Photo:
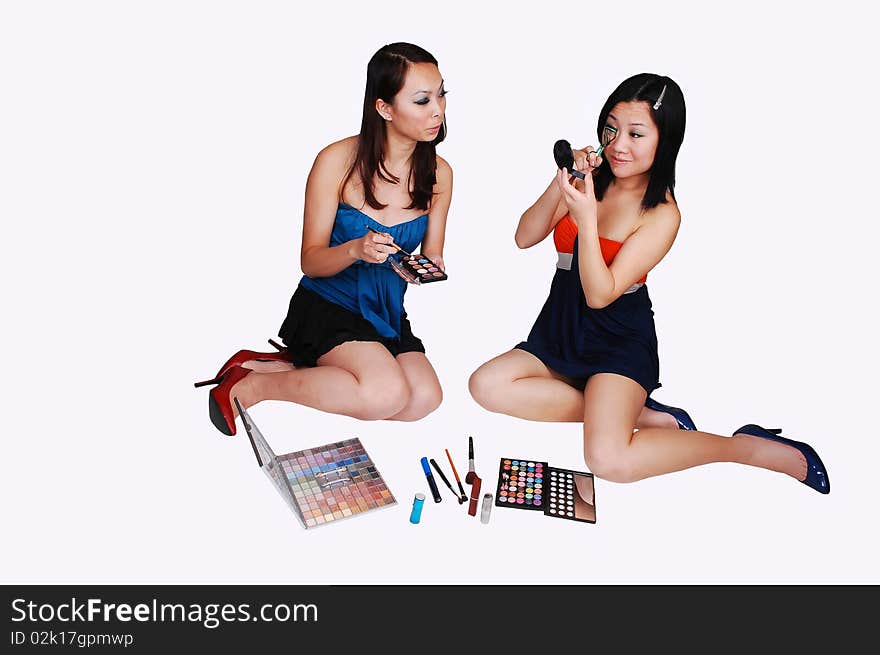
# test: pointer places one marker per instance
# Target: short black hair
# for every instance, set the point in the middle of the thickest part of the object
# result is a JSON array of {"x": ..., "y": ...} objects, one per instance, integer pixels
[{"x": 669, "y": 118}]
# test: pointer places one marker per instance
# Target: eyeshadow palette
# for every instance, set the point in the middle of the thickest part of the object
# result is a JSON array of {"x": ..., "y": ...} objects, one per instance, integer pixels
[
  {"x": 558, "y": 493},
  {"x": 418, "y": 269},
  {"x": 325, "y": 483}
]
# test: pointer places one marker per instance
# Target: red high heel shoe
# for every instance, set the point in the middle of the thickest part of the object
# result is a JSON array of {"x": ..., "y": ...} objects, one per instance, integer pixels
[
  {"x": 243, "y": 356},
  {"x": 219, "y": 402}
]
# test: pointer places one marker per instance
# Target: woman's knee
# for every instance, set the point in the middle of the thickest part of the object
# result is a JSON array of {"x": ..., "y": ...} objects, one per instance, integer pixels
[
  {"x": 486, "y": 387},
  {"x": 608, "y": 460},
  {"x": 382, "y": 396},
  {"x": 422, "y": 401}
]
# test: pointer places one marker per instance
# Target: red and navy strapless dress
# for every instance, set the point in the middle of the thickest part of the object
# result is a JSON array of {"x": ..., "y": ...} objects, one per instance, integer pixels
[{"x": 578, "y": 341}]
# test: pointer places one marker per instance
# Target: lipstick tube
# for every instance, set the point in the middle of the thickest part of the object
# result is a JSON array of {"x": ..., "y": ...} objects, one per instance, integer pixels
[{"x": 431, "y": 482}]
--
Exercise goal → Restate the full listing verbatim and drop every picture.

Final result →
Photo:
# test: pointer places one marker per instance
# Target: short black hair
# for every instance, set the point in the middle of the thickest part of the object
# result is a JSON array of {"x": ..., "y": ...} objects, one per instance, integer pixels
[{"x": 669, "y": 118}]
# test: pointer places one marker per instance
# Target: eyeshadow palette
# for every instance, set the point in the middle of the thickest part of the object
# result is a JSON array of {"x": ..., "y": ...} objects, one per instance, integer pixels
[
  {"x": 558, "y": 493},
  {"x": 418, "y": 269},
  {"x": 325, "y": 483}
]
# test: pointer places one marker per instance
# Target: red high heel shoe
# for every instance, set the point in the middle of the thickest part of the object
# result is a JSON array of {"x": ..., "y": ...} objects, one per instance, integer pixels
[
  {"x": 243, "y": 356},
  {"x": 219, "y": 402}
]
# test: pointer places one marker per instance
# Target: woman's knee
# for every instance, set the point in the middle of the thickest part of the object
# result is a JSON array of {"x": ..., "y": ...} objects, one per instance, integer pixels
[
  {"x": 486, "y": 387},
  {"x": 608, "y": 460},
  {"x": 382, "y": 396},
  {"x": 422, "y": 401}
]
# test: pointer places one marker per instance
# Target: red and navy strapless dress
# for every instance, set the point in the middle of the thickest part of the object
# result is a JSON array of {"x": ..., "y": ...} objects, one per instance, integer pixels
[{"x": 578, "y": 341}]
# test: pointer places one marker per instance
# Target: lipstick tube
# for every instance, set the point in the middle of the thickest part of the object
# result is a JSON array of {"x": ..., "y": ...} objects, one per instance, integer pixels
[{"x": 431, "y": 482}]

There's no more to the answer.